»»

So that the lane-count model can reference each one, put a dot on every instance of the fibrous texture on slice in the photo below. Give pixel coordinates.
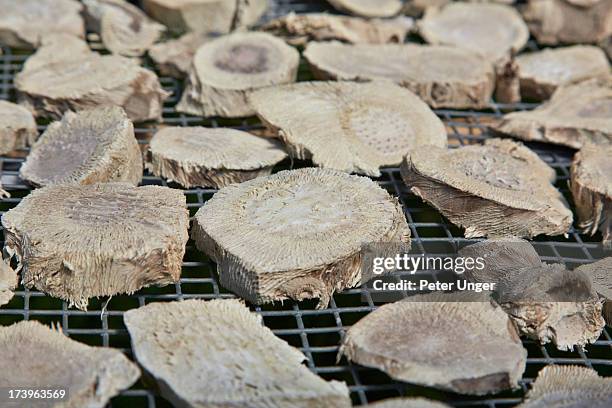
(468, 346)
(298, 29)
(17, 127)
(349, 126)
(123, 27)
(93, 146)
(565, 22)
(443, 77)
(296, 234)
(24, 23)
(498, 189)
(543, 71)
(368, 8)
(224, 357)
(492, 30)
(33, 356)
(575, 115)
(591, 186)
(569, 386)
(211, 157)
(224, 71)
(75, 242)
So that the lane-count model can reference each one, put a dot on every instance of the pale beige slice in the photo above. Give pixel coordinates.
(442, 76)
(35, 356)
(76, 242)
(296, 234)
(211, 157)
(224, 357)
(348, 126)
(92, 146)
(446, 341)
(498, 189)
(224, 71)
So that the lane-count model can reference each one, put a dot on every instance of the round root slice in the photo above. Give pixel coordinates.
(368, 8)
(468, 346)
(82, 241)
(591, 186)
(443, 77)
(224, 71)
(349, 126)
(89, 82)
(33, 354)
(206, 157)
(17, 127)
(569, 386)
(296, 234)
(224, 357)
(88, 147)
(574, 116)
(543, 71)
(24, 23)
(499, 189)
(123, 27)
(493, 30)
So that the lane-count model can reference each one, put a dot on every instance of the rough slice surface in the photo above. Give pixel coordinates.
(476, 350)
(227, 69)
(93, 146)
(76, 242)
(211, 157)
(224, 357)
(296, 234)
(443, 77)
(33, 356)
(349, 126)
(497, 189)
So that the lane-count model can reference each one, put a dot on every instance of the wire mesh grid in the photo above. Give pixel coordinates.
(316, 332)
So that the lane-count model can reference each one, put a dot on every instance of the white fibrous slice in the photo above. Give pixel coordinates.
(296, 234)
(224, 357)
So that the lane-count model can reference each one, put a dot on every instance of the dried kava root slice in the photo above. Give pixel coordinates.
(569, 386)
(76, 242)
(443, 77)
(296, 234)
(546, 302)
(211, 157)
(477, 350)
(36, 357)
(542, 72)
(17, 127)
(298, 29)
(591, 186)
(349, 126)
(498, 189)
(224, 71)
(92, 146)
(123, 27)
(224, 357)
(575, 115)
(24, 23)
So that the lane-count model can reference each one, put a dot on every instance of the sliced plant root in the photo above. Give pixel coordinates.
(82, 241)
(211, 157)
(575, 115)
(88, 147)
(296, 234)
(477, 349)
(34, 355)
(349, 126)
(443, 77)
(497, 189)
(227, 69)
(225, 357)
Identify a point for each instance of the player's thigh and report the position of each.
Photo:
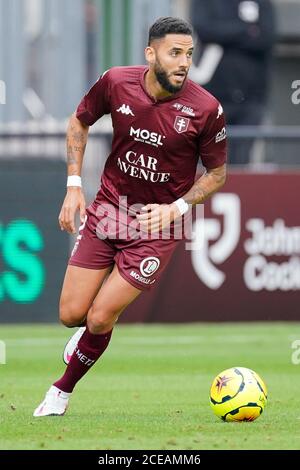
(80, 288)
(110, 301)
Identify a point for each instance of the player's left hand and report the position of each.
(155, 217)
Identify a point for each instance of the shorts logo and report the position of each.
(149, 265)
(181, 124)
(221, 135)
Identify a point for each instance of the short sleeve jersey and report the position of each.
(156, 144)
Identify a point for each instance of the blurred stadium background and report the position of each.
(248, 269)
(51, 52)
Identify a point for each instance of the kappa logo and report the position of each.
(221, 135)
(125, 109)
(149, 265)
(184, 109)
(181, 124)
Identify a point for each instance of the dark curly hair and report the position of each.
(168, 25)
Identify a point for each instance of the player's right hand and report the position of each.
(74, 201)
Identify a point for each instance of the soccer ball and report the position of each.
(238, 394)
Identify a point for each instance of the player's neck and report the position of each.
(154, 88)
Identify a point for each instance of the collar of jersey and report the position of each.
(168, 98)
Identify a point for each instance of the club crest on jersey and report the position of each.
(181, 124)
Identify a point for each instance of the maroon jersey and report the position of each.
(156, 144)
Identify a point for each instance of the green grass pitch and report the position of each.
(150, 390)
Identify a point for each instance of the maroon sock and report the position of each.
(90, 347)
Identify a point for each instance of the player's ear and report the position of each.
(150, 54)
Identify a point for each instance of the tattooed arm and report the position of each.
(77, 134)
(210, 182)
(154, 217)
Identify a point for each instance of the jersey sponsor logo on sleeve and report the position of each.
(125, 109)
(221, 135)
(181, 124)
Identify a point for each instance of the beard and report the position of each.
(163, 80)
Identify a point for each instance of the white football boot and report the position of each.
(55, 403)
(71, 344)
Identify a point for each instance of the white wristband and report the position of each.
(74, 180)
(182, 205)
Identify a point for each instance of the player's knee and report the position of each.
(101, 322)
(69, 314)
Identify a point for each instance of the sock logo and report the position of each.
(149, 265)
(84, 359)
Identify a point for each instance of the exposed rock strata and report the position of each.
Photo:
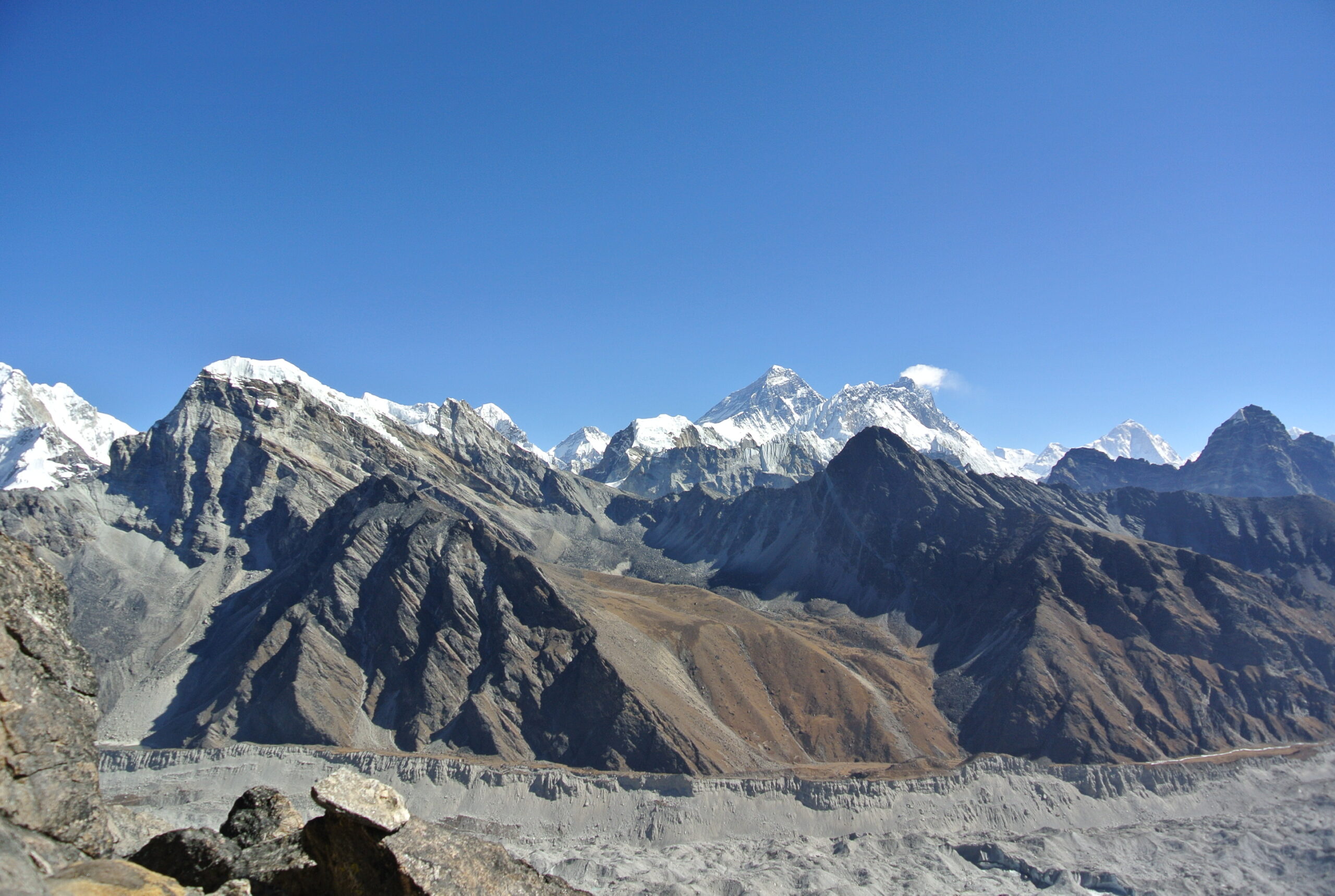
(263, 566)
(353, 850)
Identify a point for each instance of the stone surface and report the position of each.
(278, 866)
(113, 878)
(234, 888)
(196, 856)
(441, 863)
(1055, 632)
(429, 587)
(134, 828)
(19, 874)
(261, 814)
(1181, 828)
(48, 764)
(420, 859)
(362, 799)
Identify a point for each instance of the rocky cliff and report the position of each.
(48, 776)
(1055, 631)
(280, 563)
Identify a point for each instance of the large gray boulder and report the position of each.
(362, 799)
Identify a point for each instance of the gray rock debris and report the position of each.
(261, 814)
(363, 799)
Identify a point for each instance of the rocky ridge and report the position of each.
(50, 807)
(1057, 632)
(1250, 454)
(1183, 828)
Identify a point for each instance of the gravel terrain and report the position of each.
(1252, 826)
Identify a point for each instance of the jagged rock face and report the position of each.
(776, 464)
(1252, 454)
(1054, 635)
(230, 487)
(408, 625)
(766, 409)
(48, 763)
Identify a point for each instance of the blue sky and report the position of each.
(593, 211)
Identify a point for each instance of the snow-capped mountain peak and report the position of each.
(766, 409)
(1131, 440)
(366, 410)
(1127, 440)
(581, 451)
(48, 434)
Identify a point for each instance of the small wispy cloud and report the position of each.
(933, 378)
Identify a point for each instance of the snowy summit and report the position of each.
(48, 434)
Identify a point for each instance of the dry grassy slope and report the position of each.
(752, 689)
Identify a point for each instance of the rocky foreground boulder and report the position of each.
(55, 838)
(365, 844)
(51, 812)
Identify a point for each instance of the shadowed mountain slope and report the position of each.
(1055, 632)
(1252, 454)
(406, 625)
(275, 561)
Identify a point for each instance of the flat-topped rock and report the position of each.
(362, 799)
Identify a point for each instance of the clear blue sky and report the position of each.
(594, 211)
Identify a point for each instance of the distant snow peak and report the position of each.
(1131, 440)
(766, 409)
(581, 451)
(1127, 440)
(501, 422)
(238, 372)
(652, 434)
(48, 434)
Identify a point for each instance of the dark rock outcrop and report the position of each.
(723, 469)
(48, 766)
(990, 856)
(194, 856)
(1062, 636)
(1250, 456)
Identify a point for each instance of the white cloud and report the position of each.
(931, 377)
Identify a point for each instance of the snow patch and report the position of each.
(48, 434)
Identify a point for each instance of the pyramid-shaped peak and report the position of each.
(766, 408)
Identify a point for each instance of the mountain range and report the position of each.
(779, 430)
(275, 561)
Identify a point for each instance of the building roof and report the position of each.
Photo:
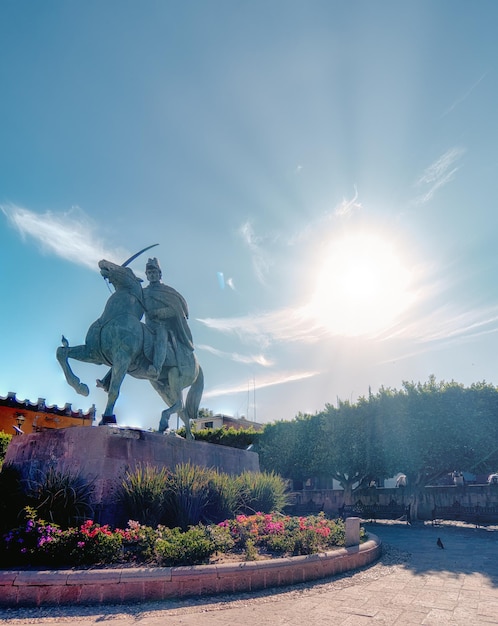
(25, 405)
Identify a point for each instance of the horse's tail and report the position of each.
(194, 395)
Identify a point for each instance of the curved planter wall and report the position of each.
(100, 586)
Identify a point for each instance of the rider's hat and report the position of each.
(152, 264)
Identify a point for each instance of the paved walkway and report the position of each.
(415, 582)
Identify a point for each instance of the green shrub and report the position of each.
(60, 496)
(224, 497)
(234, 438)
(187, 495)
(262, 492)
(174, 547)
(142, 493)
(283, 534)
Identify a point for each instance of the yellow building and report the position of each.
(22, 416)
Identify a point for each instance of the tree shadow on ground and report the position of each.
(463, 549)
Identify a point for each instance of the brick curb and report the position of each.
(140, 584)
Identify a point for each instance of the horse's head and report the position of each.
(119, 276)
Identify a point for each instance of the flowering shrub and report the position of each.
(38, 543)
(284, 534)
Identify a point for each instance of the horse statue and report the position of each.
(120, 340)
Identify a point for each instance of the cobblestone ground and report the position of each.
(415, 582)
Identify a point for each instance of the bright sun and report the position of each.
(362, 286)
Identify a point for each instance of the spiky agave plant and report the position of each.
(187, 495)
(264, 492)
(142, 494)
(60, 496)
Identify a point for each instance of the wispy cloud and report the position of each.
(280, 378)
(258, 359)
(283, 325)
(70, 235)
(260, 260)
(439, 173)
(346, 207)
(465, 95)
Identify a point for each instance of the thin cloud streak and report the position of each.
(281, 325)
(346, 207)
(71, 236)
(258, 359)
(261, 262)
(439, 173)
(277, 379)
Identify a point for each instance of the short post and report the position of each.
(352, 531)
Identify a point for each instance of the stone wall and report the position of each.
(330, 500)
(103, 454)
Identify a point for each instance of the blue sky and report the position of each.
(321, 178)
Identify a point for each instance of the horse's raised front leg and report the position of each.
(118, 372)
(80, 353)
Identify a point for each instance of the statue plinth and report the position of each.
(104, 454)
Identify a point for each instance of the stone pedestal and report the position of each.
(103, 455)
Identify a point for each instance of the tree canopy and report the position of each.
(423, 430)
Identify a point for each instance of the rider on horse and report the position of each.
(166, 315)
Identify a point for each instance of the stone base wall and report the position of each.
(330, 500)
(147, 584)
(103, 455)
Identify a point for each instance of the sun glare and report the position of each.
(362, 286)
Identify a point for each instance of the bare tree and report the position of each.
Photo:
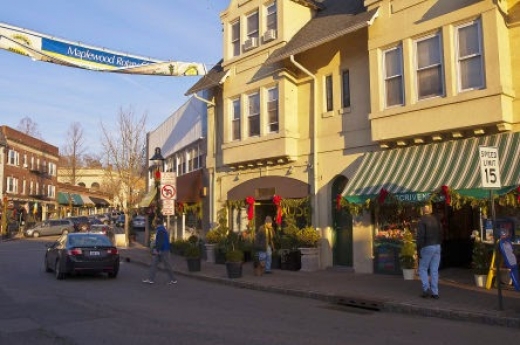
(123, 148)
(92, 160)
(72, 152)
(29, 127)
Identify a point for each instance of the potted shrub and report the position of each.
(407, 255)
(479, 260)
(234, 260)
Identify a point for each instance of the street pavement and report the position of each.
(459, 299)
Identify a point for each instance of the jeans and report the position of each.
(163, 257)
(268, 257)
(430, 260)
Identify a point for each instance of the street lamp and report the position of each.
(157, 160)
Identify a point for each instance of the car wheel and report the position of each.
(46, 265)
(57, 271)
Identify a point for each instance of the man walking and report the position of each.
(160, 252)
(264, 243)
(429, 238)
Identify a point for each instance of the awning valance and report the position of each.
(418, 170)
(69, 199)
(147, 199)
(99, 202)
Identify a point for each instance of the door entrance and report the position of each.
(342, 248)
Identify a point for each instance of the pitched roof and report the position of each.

««

For the string "roof", show each line of the entries above where it occurs.

* WORKED SOLUTION:
Identify a point for each instance of the building roof and report the position of each.
Identify a point for each instance of the pitched roof and report the position of each.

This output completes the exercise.